Prompt: Print the records below from the first line through the line containing "Target: white jodhpurs", both included, word for word.
[Opening Data records section]
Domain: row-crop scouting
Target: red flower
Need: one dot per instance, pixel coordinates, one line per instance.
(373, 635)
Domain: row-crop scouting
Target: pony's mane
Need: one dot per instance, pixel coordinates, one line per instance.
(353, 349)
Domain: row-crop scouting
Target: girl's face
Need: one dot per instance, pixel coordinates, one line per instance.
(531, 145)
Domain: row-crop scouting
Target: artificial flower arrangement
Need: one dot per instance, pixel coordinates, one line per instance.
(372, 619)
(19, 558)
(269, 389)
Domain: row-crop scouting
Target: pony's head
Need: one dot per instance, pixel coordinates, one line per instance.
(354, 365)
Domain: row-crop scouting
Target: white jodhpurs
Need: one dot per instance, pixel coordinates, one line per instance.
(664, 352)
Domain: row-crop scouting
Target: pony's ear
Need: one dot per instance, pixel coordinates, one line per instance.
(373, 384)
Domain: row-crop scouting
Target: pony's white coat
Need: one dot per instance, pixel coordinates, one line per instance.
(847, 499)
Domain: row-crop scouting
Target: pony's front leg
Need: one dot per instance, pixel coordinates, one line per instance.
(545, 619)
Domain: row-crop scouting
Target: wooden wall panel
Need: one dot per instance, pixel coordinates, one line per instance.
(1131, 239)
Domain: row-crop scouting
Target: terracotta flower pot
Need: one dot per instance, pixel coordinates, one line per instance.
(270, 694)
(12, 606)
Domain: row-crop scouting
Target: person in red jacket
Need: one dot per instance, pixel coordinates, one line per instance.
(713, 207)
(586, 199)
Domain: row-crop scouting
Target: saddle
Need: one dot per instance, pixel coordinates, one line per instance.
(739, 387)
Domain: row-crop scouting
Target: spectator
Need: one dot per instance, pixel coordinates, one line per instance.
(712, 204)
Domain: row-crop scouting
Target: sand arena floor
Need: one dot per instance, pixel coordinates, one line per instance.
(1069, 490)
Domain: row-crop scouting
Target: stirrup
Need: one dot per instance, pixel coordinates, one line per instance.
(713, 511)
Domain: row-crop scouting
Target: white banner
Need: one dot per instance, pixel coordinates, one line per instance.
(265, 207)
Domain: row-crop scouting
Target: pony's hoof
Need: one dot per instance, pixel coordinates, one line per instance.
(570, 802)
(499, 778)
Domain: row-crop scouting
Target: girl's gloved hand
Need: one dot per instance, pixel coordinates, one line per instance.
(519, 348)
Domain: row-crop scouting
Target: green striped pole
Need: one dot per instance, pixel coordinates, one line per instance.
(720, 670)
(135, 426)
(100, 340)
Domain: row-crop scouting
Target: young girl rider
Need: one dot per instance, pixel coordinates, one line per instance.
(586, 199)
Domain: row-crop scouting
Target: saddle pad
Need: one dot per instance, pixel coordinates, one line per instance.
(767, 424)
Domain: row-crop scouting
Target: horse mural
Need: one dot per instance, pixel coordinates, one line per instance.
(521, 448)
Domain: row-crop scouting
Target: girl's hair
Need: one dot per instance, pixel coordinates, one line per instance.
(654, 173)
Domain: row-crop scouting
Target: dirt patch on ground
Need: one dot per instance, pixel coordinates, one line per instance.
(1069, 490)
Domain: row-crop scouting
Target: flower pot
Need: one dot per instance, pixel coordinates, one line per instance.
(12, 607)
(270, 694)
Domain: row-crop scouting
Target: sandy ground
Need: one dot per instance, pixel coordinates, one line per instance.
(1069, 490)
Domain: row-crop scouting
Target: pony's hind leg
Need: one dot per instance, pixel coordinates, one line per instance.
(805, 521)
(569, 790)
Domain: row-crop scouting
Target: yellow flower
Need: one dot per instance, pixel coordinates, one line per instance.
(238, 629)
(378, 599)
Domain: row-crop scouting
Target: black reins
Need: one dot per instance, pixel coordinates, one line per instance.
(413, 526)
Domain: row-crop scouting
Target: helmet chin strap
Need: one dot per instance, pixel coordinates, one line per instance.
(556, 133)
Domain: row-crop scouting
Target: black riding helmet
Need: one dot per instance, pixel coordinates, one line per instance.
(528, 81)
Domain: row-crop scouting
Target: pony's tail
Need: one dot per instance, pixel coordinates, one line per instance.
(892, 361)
[Closing Data records section]
Response area:
Domain: row-crop scouting
Target: red flower
Need: one dot per instance, pixel coordinates, one line per instance.
(373, 635)
Domain: row-crop scouting
Target: pony's mane
Need: one dot per instance, pixel coordinates, one line per instance.
(353, 349)
Domain: row-crop scouting
Target: girl's face
Need: one dot per instance, pixel coordinates, one line per instance.
(531, 145)
Domain: row-crop scouting
Target: artificial flower arrangement
Need: one dot per instance, pixel coordinates, one line per instance.
(372, 619)
(19, 558)
(269, 389)
Domain: row-crop scouting
Target: pony's head
Need: one dot per instance, pixel coordinates, one line per instance.
(354, 365)
Domain: row-crop scouting
Target: white jodhpurs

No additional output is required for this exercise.